* [WHAT YOU WILL DO]: Pick up the essay on board oversight of AI governance right after its last sentence, and write the next few paragraphs in the same style.

#### PASSAGE PROVIDED

Governance without measurement is aspiration. Boards should require the following leading indicators in regular AI reporting—and treat their absence as a governance gap requiring immediate remediation.

Override rate: How frequently are AI decisions being manually corrected by humans? A rising override rate is an early signal of model drift or deployment scope creep before it becomes a customer experience failure.
Red-team discovery ratio: What proportion of vulnerabilities are being found by structured pre-deployment testing versus discovered in production by customers? Any organisation where this ratio favours production discovery is governing reactively rather than proactively.
Mean time to detection: How long does it take the organisation to identify an AI behavioural anomaly from the moment it first occurs? This metric is the operational proxy for the maturity of continuous monitoring infrastructure.
Model drift indicators: How much has the AI system’s behaviour deviated from its validated baseline, and over what timeframe? Drift is the silent predecessor to the kind of failures that generate headlines.
Workforce readiness rate: What percentage of staff who interact with or supervise AI systems have completed structured AI-human collaboration training? This is the organisational resilience metric that CBA learned the hard way.

If these metrics are not visible at the board level, AI governance is performative. The board is not governing AI. It is approving it.

The Competitive Opportunity in Getting This Right

This analysis should not be read as a counsel of caution on AI adoption. It is precisely the opposite.

The organisations that will define Australian enterprise leadership in the next decade are not necessarily the ones that deployed AI first. They are the ones who built the assurance architecture that allowed them to deploy AI repeatedly, safely, and at scale—without reversals, without tribunal pressure, without public apologies for decisions made prematurely.

In a market increasingly weary of AI theatrics, reliability becomes a differentiator. The average cost of a regulatory violation in this space is estimated at $2.3 million—and that figure excludes the compounding damage of brand erosion, talent exodus, and the strategic credibility hit that follows a public reversal of the kind CBA experienced.

Australian regulators are moving toward mandatory AI governance requirements. The NAIC Guidance for AI Adoption, the National Framework for AI in Government, and the evolving Privacy Act compliance landscape are all pointing in the same direction. Organisations that have built proactive QA infrastructure will demonstrate compliance with relative ease. Organisations that have not will face the same reactive scramble at higher cost, under greater scrutiny, and with greater damage.

########
#### INFORMATION PROVIDED

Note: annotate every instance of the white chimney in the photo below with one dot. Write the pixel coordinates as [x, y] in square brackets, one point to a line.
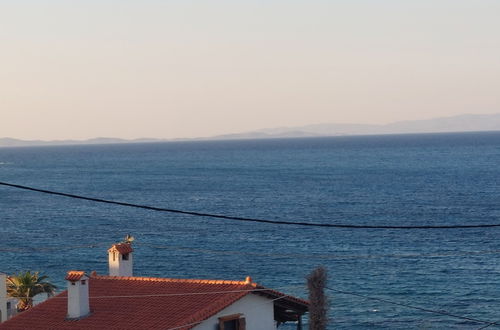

########

* [YOUR RESPONSE]:
Boards that elevate QA from a technical afterthought to a strategic capability will compound their advantage. Boards that do not will continue to compound their headlines.

The organisations that win with AI will not be the ones that moved fastest. They will be the ones that moved with certainty—and certainty in AI is not a property of the model. It is a property of the governance surrounding it.

Concluding Remarks

GRC Provides the Structure. QA Provides the Certainty.

The most clarifying insight from the Woolworths and CBA failures is also the most actionable: both were survivable. Both surfaced at a scale that was painful but recoverable. Both offer a preview of what the next, larger failure will look like if the structural gap between reactive GRC and proactive QA remains open.

For Australian enterprises, AI ambition is no longer the differentiator. AI assurance is.

GRC provides the structural guardrails. QA provides the certainty that AI systems behave as intended in production under real-world conditions with real customers. Without both operating in concert—GRC setting the framework, proactive QA continuously validating within it—organisations are not governing their AI. They are hoping their AI governs itself.

It did not work for Woolworths. It did not work for Commonwealth Bank. The window to act before the next headline is open. The blueprint is clear. The question now belongs entirely to the boards and executives in the room.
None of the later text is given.